→ RECORDS TO PROCESS
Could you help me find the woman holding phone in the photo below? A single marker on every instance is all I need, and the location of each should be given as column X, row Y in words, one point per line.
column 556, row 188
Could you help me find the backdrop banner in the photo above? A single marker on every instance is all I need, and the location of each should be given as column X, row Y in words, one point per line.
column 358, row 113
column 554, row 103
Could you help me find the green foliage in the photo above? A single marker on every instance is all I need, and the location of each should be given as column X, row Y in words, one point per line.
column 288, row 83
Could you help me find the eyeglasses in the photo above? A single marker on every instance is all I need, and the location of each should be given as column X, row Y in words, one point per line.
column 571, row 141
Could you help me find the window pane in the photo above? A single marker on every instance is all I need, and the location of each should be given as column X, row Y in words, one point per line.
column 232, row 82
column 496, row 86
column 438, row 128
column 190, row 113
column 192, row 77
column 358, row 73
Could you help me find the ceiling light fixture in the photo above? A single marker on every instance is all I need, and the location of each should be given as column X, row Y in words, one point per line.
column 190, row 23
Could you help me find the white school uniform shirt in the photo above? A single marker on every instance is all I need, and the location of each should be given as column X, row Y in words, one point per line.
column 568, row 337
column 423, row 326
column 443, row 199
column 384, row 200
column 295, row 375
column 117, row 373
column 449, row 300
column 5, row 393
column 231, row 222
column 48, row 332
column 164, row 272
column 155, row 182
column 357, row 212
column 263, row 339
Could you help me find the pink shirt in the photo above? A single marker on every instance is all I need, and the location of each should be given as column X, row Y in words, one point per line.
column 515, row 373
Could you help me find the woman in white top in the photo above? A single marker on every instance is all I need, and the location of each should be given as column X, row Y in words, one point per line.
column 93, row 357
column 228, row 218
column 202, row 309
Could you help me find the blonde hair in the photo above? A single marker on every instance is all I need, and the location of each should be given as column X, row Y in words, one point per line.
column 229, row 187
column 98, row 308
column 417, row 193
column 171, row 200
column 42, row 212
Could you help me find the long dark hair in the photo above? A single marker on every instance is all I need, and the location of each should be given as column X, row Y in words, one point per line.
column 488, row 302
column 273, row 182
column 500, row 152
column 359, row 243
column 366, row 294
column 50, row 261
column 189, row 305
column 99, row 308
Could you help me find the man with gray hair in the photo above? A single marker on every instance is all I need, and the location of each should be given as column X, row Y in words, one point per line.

→ ABOUT THIS EXERCISE
Give all of the lines above again, exactly as they are.

→ RESPONSE FOR THIS EXERCISE
Could you help me find the woman holding phone in the photo below? A single marker on every instance is all I need, and the location of each should be given as column X, row Y in words, one point per line.
column 556, row 188
Could you help me find the backdrop banner in the photo above? A single marker on every instance is all I need, and the location of each should be given as column X, row Y in words, one point per line.
column 358, row 113
column 554, row 103
Could you help me find the green foliage in the photo above? A single marker on every instance is all I need, and the location of each should be given as column X, row Y in words, one point per line.
column 288, row 83
Could you help me find the eyeglasses in the photo above? A single marker on every instance is all I need, and the location of each should be given as column X, row Y in words, one point per line.
column 571, row 141
Could you help me find the window pane in the photo above? A single marker on every instance is all I need, and the location of each should be given as column X, row Y in words, one point per line.
column 232, row 82
column 496, row 86
column 438, row 128
column 190, row 113
column 192, row 77
column 358, row 73
Could you help me find the ceiling light fixture in the photo above? A single marker on every instance is all I need, and the location of each should be given as column X, row Y in words, one point per line.
column 190, row 23
Could you help me find the white school uniform shirt in the photo above? A single marker on every instance is all I need, and the location of each should be given as column X, row Y in words, one point per line.
column 568, row 337
column 423, row 326
column 443, row 199
column 384, row 200
column 295, row 375
column 117, row 373
column 449, row 300
column 5, row 393
column 231, row 222
column 48, row 332
column 164, row 272
column 155, row 182
column 357, row 212
column 263, row 339
Could you help me find the pink shirt in the photo above? A single marker on every instance is all I need, and the location of each should be given as column X, row Y in words, one point per line.
column 515, row 373
Could you help me find the woman in white top in the photo above? A single marker on every instance is all I need, and the location of each should be given as column X, row Y in words, one point per line.
column 93, row 357
column 228, row 218
column 202, row 309
Could you help me find the blonde hair in the photo above? A single marker on every instance is all I need, and the location of each should be given as column X, row Y in words, one point per line.
column 229, row 187
column 98, row 308
column 417, row 193
column 171, row 200
column 42, row 212
Could you help me find the long dark hair in the photo above? A single marker on every instance is all I need, and the location of each should be given as column X, row Y in words, one point per line.
column 488, row 302
column 273, row 182
column 500, row 152
column 359, row 243
column 366, row 294
column 50, row 261
column 189, row 305
column 99, row 308
Could you help me find the man with gray hair in the photo above? A single marker on every instance is all I need, and the location of each should be given as column X, row Y in words, one point per line.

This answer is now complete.